Consignes à suivre:
(a) D’après l’extrait sur l’amnistie, combien de procureurs du Tribunal suprême ont voté contre le procureur général lors de la réunion du 18 juin ?
(b) Reproduisez le passage de l’extrait sur l’amnistie allant de « En juin, les » jusqu’à « délit serait anticonstitutionnel. », en substituant « détournement de fonds » à « malversation ».

#### Extrait source ####

La révolte des juristes contre l’amnistie
En février, un magistrat émérite du Tribunal constitutionnel d’Espagne, Manuel Aragón, a publié avec plus de 70 juristes une série d’articles dans la revue Colex soutenant que l’amnistie des indépendantistes catalans serait contraire à la constitution espagnole et au droit européen. [1] Véritable mode d’emploi pour faire dérailler l’application de la loi, adoptée le 30 mai suivant, le document a été envoyé à plus de 2000 juges et procureurs de toute l’Espagne.
En juin, les procureurs du Tribunal suprême chargés des poursuites contre les organisateurs du référendum catalan de 2017 se sont rebellés contre leur patron, le Procureur général d’Espagne, Álvaro García Ortiz, qui leur demandait d’abandonner les poursuites et d’appliquer la loi d’amnistie. [2] Au centre du conflit, les accusations de « malversation », c’est-à-dire l’utilisation de fonds publics pour la tenue du référendum catalan. Les magistrats dissidents estiment qu’amnistier ce délit serait anticonstitutionnel.
Ortiz a remporté de justesse la première manche le 18 juin lors d’une réunion des 39 procureurs du Tribunal suprême, 19 votes pour le procureur général, 17 contre. [3] Il a immédiatement remplacé les procureurs récalcitrants par d’autres acquis à ses thèses. Notons que même si les juges ont deux mois pour se conformer à la loi d’amnistie sous peine de poursuites, les avocats de chaque accusé doivent se présenter devant chaque tribunal pour faire amnistier leurs clients un par un, chef d’accusation par chef d’accusation.
Puigdemont coincé hors d’Espagne
La victoire du procureur général aura été de courte durée. Le 1er juillet, le Tribunal suprême a pris position en faveur des procureurs dissidents. Le juge Pablo Llarena a maintenu les mandats d’arrestation contre l’ancien président de la Catalogne et ses collègues exilés Antonio Comín et Lluís Puig [4]. Le magistrat estime que l’accusation de détournement de fonds n’est pas couverte par la loi d’amnistie. Llarena juge anticonstitutionnelle la section de cette loi sur ce chef d’accusation grâce à un tour de passe-passe sémantique : bien que Puigdemont et les autres n’aient pas empoché personnellement le moindre sou de deniers publics, Llarena statue que les fonds utilisés pour tenir le référendum de 2017 constituaient « un bénéfice personnel de caractère patrimonial », car, selon sa logique, financer ce scrutin constituait un projet personnel.

#### Données fournies ####

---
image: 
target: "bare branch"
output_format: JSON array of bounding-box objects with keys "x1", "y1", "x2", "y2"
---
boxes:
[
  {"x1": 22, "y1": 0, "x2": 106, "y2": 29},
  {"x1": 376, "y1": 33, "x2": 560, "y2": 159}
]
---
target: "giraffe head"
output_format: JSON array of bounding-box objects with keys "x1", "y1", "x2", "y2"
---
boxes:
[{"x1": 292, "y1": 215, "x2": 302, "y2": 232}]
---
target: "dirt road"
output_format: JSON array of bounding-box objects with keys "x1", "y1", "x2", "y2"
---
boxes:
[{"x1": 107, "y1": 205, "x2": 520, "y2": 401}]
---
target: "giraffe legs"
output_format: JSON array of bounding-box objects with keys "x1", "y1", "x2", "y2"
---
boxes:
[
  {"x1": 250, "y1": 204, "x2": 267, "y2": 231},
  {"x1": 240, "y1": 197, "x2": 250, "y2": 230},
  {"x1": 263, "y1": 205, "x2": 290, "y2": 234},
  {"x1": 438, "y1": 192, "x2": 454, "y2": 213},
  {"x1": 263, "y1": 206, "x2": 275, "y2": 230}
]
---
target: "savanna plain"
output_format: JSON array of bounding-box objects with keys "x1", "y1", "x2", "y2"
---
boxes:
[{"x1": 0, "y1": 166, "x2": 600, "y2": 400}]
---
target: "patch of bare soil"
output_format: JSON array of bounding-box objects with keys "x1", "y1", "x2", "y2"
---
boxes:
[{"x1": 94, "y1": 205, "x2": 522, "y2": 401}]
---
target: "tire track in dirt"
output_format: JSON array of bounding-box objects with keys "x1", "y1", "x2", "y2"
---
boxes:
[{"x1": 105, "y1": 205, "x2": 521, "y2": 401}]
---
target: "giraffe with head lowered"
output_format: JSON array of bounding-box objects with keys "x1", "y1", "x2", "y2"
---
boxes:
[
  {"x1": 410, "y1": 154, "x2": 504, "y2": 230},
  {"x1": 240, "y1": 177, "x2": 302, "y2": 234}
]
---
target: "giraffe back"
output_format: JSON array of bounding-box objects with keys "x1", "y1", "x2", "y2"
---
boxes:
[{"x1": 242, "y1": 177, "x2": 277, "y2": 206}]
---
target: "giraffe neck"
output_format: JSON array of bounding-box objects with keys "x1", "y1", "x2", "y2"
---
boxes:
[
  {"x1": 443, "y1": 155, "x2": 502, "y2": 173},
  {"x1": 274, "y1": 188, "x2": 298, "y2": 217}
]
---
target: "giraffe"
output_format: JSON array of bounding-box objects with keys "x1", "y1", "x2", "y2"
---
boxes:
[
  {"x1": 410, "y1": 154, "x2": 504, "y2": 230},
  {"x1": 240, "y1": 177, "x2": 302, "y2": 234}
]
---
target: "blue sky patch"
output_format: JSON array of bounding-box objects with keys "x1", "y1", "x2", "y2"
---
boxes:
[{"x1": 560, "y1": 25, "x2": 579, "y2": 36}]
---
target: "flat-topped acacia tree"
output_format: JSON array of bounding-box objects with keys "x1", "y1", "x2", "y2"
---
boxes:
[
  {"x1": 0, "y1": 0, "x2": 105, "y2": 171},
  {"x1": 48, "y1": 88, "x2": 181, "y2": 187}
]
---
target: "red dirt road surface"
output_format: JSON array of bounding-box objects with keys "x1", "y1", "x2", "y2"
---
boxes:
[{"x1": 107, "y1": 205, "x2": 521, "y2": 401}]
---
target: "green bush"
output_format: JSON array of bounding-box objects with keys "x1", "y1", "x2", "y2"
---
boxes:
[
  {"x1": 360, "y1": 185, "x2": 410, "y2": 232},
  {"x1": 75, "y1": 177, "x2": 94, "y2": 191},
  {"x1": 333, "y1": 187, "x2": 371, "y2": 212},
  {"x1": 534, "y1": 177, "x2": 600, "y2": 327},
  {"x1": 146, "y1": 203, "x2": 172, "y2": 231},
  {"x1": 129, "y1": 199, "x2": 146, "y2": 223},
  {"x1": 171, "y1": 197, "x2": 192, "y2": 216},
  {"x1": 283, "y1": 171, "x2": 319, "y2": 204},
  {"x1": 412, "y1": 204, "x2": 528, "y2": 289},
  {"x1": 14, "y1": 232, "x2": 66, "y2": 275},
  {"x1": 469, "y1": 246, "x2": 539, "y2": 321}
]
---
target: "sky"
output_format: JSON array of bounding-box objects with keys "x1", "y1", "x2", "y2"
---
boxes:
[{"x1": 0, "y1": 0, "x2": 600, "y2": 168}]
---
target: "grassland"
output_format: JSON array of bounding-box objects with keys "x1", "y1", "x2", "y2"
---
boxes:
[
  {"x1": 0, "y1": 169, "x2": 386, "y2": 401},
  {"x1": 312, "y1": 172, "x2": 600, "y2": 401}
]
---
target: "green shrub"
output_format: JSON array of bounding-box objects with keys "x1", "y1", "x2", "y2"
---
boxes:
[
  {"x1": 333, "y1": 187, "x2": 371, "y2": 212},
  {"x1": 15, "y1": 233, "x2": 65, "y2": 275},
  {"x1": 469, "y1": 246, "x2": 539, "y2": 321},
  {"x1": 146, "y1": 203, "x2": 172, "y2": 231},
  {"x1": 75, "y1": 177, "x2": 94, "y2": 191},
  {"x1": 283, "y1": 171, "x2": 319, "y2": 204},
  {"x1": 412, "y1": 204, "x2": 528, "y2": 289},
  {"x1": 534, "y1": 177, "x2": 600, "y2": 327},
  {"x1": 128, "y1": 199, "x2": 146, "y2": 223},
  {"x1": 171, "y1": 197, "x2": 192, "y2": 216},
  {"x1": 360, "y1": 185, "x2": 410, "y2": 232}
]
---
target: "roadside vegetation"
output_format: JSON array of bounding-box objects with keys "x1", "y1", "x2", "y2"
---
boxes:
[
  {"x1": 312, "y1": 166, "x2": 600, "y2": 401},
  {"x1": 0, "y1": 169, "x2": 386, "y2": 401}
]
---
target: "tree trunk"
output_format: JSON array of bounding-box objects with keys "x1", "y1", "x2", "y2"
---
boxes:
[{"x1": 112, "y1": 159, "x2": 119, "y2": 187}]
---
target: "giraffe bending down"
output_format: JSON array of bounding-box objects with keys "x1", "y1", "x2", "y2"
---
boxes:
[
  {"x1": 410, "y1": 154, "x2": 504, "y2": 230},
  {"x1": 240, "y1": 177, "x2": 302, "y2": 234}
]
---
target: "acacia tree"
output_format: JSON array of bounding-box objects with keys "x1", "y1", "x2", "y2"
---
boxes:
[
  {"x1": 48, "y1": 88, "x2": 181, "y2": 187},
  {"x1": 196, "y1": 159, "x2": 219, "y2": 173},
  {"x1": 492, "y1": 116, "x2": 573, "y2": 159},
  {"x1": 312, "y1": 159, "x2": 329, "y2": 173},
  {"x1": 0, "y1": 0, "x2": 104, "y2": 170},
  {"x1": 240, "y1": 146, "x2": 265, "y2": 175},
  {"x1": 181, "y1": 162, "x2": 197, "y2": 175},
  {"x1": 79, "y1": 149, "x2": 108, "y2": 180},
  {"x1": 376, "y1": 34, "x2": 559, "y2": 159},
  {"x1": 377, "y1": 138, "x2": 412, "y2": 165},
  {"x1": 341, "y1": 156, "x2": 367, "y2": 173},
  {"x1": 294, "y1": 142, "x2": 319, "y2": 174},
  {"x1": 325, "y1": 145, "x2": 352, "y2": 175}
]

####

Réponses attendues:
(a) 17 procureurs ont voté contre le procureur général.

(b)
En juin, les procureurs du Tribunal suprême chargés des poursuites contre les organisateurs du référendum catalan de 2017 se sont rebellés contre leur patron, le Procureur général d’Espagne, Álvaro García Ortiz, qui leur demandait d’abandonner les poursuites et d’appliquer la loi d’amnistie. [2] Au centre du conflit, les accusations de « détournement de fonds », c’est-à-dire l’utilisation de fonds publics pour la tenue du référendum catalan. Les magistrats dissidents estiment qu’amnistier ce délit serait anticonstitutionnel.